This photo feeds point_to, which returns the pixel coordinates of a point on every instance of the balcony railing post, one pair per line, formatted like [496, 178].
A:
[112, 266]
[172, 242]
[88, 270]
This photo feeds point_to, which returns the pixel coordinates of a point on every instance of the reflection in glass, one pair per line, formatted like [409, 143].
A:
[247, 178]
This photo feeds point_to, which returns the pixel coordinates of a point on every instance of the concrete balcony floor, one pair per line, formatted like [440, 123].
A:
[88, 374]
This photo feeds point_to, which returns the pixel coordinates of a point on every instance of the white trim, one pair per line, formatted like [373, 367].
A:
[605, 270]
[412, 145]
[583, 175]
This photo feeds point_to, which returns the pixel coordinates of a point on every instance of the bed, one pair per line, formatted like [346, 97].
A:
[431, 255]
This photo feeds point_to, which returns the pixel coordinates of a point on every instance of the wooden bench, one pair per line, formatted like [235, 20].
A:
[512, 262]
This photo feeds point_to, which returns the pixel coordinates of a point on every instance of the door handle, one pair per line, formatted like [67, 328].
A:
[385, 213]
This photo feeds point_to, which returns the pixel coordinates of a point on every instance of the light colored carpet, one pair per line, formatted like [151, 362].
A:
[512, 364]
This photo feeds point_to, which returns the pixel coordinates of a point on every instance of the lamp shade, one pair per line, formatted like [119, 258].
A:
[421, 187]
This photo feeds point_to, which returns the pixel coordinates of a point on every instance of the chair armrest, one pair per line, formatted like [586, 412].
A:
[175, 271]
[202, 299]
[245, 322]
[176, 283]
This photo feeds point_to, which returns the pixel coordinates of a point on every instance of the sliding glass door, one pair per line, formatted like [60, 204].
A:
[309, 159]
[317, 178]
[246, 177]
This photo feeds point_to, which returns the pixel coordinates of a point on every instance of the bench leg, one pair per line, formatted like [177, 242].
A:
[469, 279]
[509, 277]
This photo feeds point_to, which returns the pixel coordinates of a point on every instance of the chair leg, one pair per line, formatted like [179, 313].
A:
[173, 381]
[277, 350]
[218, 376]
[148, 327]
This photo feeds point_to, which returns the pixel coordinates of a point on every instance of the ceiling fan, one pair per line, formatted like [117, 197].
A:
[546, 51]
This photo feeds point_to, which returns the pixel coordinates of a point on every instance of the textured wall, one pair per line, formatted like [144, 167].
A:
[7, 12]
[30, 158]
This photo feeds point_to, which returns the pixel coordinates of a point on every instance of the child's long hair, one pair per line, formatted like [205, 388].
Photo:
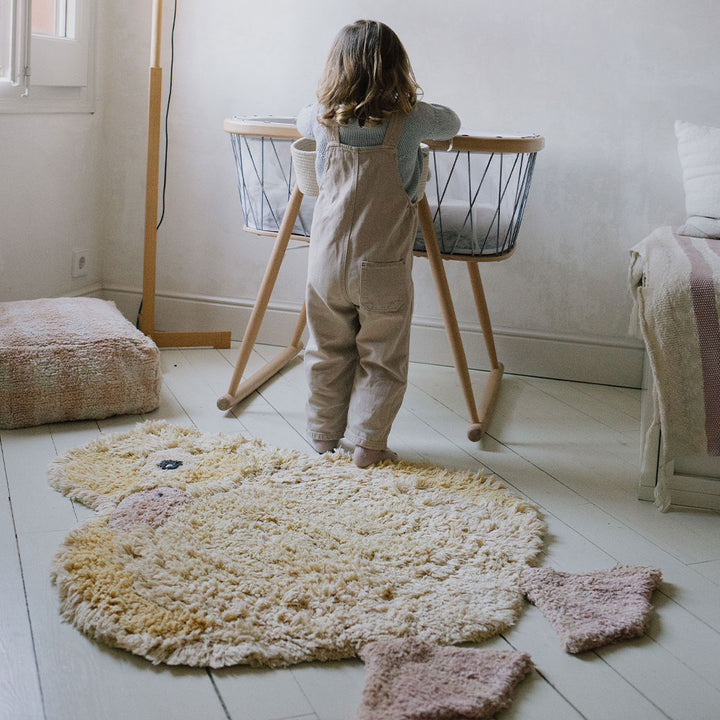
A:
[367, 76]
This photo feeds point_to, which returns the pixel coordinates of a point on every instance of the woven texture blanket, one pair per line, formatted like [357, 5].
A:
[675, 280]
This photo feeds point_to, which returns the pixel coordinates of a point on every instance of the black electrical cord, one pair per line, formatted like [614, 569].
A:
[167, 116]
[167, 111]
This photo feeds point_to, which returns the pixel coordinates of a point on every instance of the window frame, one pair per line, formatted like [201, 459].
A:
[51, 74]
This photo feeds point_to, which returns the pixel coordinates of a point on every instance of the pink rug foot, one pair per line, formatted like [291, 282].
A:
[411, 679]
[589, 610]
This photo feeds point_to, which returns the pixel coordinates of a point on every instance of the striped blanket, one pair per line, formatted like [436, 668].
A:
[675, 281]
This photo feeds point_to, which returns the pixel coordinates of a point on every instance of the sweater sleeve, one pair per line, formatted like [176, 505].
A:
[438, 122]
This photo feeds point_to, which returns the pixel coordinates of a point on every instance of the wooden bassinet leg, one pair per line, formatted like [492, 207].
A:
[476, 430]
[492, 389]
[237, 392]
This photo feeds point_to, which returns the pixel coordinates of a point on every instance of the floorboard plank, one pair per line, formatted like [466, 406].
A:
[20, 696]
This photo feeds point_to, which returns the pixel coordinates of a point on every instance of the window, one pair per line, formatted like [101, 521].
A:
[46, 55]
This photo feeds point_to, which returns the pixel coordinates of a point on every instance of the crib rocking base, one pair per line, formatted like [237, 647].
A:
[480, 416]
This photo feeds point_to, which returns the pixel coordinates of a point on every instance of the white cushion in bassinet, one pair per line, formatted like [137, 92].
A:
[699, 151]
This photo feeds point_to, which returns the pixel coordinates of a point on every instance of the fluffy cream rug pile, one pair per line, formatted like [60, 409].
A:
[589, 610]
[213, 550]
[409, 679]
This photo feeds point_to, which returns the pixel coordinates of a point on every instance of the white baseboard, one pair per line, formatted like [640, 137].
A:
[607, 361]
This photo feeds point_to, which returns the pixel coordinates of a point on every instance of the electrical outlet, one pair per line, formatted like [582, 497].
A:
[81, 263]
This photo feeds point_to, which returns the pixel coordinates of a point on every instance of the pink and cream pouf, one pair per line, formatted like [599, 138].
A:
[72, 359]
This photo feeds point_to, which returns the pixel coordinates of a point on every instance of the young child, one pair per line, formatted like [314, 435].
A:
[368, 125]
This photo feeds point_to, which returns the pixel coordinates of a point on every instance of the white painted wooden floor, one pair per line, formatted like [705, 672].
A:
[571, 448]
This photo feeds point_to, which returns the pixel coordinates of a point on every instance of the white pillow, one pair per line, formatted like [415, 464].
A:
[699, 150]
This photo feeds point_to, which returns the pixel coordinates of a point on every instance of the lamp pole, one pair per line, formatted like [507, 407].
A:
[218, 339]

-- REQUIREMENT --
Repeat the entries exactly. Pictures are excluded from the copy.

-- RESULT FOR THIS TASK --
This photo feeds point_to, which returns the pixel coordinates of a point on every instance of the balcony railing post, one pair per line, formatted like [496, 178].
A:
[112, 266]
[172, 242]
[88, 270]
This photo feeds point_to, which returns the pixel coordinates of a point on every instance of the reflection in glass, one pair per line, formatted like [409, 143].
A:
[247, 178]
This photo feeds point_to, which returns the pixel coordinates of a point on every instance of the concrete balcony floor, one pair per line, formatted like [440, 123].
A:
[88, 374]
This photo feeds point_to, which returns the pixel coordinates of a point on every instance of the white trim, one pair per line, formatted like [373, 367].
A:
[605, 270]
[412, 145]
[583, 175]
This photo feeds point_to, which returns the pixel coordinates of a point on every instance of the bed, one pair per line, formatted like [346, 97].
A:
[431, 255]
This photo feeds point_to, which returns the pixel coordinates of a point on every instance of the wooden bench, one pair per line, formatted like [235, 20].
A:
[512, 262]
This photo feeds point_to, which returns the pixel coordinates of a point on every instance of the door handle, one pair per line, formatted like [67, 328].
A:
[385, 213]
This photo feeds point_to, which returns the pixel coordinates of a point on every instance of the light colored carpet, one pair per line, formatted like [151, 362].
A:
[512, 364]
This photo feeds point_to, which returns the pixel coordinates of a point on every instance of the lamp shade, one pair per line, formatted like [119, 258].
A:
[421, 187]
This photo feeds point_to, which returns the pixel coordinates of a point on every instance of the chair armrest, one pair per line, formatted like [586, 412].
A:
[175, 271]
[202, 299]
[245, 322]
[176, 283]
This photo feeds point_to, which returns the pixel coordinates of a point on every instance of the sliding glass door, one pair per line, formatted like [60, 204].
A:
[309, 159]
[317, 178]
[246, 177]
This photo feeds point_to, which returns the pixel coordinates of a point on every instance of the bench leg, one pair per line, formatted like [177, 242].
A:
[469, 279]
[509, 277]
This photo feeds point_to, which returns the pixel coordinates of a point on every instance of the chair leg, one pair per line, formatted like [179, 313].
A:
[173, 381]
[277, 350]
[218, 376]
[148, 327]
This photo feeds point_to, which returns the pixel coordinates of a point on every instance of the ceiling fan, one pair per line, formatted like [117, 197].
A:
[546, 51]
This photo feeds point_to, which returns the pixel coordinates of a point on every instance of the textured wall, one pair per line, formatted like [144, 167].
A:
[7, 12]
[30, 158]
This photo feeds point_to, which returns the pixel coordinates of a point on every instance of the child's long hair, one pair per line, formatted like [205, 388].
Photo:
A:
[367, 76]
This photo feeds point_to, which returns the pixel coordinates of a point on every instance of the woven texture blanket, one pair per line, formatted like [357, 5].
A:
[675, 280]
This photo feeds point_to, which returns the pixel coordinates of a point on every instance of the black electrical cord, one pair per line, formatted like [614, 569].
A:
[167, 116]
[167, 111]
This photo feeds point_to, which returns the pixel coordinates of a point on every instance of the window frame, one pair per line, formatted like [201, 459].
A:
[51, 74]
This photo feeds point_to, which returns the pixel coordinates of a point on every instance of the pink rug foot, one pair per line, formatted like [291, 282].
A:
[411, 679]
[589, 610]
This photo feeds point_to, which returns the pixel coordinates of a point on every instance of the striped blanket, one pair per line, formatted like [436, 668].
A:
[675, 281]
This photo feeds point_to, which returns the pixel coordinates of a point on every instance of the sweater sleeve, one pair per line, formatted like [176, 505].
A:
[438, 122]
This photo feeds point_to, which returns the pixel coordinates of a point on every instance of the wooden bassinet leg, one pair per line, formatted like [492, 207].
A:
[476, 430]
[492, 389]
[237, 392]
This photo feeds point_to, which returns the pixel coordinates of a point on every instance of the floorboard plank, one pair per line, formatted like [466, 406].
A:
[20, 696]
This photo feeds point_to, which returns the pixel coordinates of a point on every instance of the window, one pair per line, formatted like [101, 521].
A:
[46, 55]
This photo feeds point_to, which returns the pixel coordinates of a point on every instance of the crib rocking base, one pair per line, formatted like [237, 647].
A:
[480, 416]
This photo feeds point_to, which returns the pixel coordinates of a point on every instance of the white cushion in bassinet, one pair per line, formatted like [137, 92].
A:
[699, 151]
This photo feeds point_to, which returns the pixel coordinates of a point on every instance of the fluffy cream rug pile, one pair per line, formatted like [60, 409].
A:
[589, 610]
[213, 550]
[409, 679]
This photo feeds point_to, which returns the pixel coordinates of a point on every instance of the white baseboard, one pair per line, formatted like [640, 137].
A:
[607, 361]
This photo feeds point_to, which returns the pixel coordinates of a point on every instance of the electrical outlet, one pair per line, formatted like [582, 497].
A:
[81, 263]
This photo feeds point_to, which returns the pixel coordinates of a point on every instance of the pink and cream pouf, one pair per line, formatted like [599, 138].
A:
[72, 359]
This photo feeds point_to, which returns the pixel coordinates of a point on every instance of the young child, one pair per line, formatted like [314, 435].
A:
[368, 125]
This photo feeds point_to, which returns the pixel coordinates of a point on every instance of the white painted wooden floor, one pair per line, formatted like [705, 672].
A:
[571, 448]
This photo feeds point_to, which returns the pixel coordinates of a point on every instance of the white pillow, one pair per line, formatted like [415, 464].
A:
[699, 150]
This photo feeds point_to, which returns the pixel coordinates of a point on every instance of the lamp pole, one pair per line, formatted like [507, 407].
A:
[218, 339]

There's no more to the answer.